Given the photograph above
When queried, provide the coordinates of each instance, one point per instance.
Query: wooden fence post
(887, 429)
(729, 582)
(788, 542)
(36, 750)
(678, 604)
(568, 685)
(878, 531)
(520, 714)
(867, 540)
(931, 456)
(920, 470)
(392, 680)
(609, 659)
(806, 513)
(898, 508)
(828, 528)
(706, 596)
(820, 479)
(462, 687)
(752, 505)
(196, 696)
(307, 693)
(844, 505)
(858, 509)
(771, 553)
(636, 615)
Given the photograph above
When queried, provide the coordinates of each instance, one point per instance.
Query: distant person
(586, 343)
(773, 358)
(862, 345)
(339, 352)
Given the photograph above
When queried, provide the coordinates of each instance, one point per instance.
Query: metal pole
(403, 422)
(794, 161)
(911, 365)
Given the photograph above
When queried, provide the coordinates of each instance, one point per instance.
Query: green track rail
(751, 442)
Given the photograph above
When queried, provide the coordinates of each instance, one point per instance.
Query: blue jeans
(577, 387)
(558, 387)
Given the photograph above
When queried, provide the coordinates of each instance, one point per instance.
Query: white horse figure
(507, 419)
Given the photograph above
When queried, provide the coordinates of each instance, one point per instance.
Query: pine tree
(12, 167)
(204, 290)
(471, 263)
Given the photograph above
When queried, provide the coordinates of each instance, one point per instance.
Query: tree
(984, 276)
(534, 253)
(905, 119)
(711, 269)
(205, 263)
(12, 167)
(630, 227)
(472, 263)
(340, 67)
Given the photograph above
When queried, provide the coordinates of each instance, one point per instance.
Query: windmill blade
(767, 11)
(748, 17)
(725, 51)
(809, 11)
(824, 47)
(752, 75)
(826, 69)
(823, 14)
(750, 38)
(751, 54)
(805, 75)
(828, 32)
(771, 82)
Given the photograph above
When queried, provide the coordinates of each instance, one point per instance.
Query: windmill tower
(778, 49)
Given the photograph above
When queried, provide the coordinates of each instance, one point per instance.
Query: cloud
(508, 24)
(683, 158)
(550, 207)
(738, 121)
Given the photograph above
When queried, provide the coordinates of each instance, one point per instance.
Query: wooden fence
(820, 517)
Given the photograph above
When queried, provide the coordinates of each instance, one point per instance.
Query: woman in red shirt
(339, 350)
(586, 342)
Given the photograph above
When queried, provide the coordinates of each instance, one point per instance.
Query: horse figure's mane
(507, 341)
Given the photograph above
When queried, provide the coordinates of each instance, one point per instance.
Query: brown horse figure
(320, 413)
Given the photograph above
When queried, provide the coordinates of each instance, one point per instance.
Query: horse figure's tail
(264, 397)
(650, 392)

· · · · · · ·

Assignment = Set every record down word for word, omitting none.

Response box =
Given the photograph above
When queried, provide the coordinates of each instance, one point per instance.
Query: wooden fence post
(887, 429)
(729, 582)
(788, 542)
(36, 750)
(678, 604)
(568, 685)
(878, 531)
(520, 714)
(867, 540)
(931, 456)
(920, 470)
(392, 680)
(609, 659)
(806, 513)
(898, 508)
(828, 528)
(706, 596)
(820, 479)
(462, 687)
(752, 505)
(196, 696)
(307, 693)
(844, 505)
(858, 509)
(771, 553)
(636, 615)
Given the photograph above
When queried, provide the coordinates of each instance, one point per instance.
Query: distant person
(586, 343)
(773, 358)
(862, 345)
(339, 352)
Given the photograph above
When queried, provide the coordinates of each instance, one point per instance.
Query: metal pole
(403, 422)
(794, 161)
(911, 365)
Given the photograph above
When queried, provide the coordinates of each instance, one point per instance.
Query: green track rail
(751, 442)
Given the photograph above
When queried, provide the coordinates of each instance, one point per instance.
Query: blue jeans
(577, 387)
(558, 387)
Given the photograph above
When queried, provide the coordinates of each instance, one point per instance.
Query: white horse figure
(507, 419)
Given the photograph above
When queried, provide the coordinates of each instance, one point per instance.
Query: pine tree
(12, 167)
(204, 290)
(471, 263)
Given the photograph above
When queried, provide the coordinates of each instance, one point per instance.
Query: tree
(984, 276)
(534, 253)
(905, 119)
(711, 269)
(205, 263)
(12, 167)
(630, 227)
(472, 263)
(340, 67)
Given the photograph above
When queried, provide the coordinates of each instance, one point per instance.
Query: windmill blade
(767, 11)
(748, 17)
(725, 51)
(809, 11)
(824, 47)
(752, 75)
(826, 69)
(823, 14)
(750, 38)
(751, 54)
(805, 75)
(828, 32)
(771, 82)
Given the photograph above
When queried, provide the coordinates of each instance, one point per instance.
Query: windmill tower
(778, 49)
Given the photograph above
When queried, provide the coordinates of each instance, one point per instance.
Query: cloud
(508, 24)
(683, 158)
(550, 207)
(738, 121)
Given the photograph above
When queried, provide the coordinates of each instance, one point per instance.
Query: wooden fence
(820, 517)
Given the photograph above
When queried, provide the coordinates of each instance, one point per instance.
Query: woman in red shirt
(339, 350)
(586, 342)
Given the photograph above
When queried, provide the coordinates of each instance, one point per instance.
Query: horse figure's mane
(507, 341)
Given the photograph above
When queried, provide the coordinates of each instance, one point per instance.
Query: brown horse figure
(320, 413)
Given the photograph above
When queried, provide the coordinates of each instance, one point per instance.
Query: horse figure's tail
(264, 397)
(650, 392)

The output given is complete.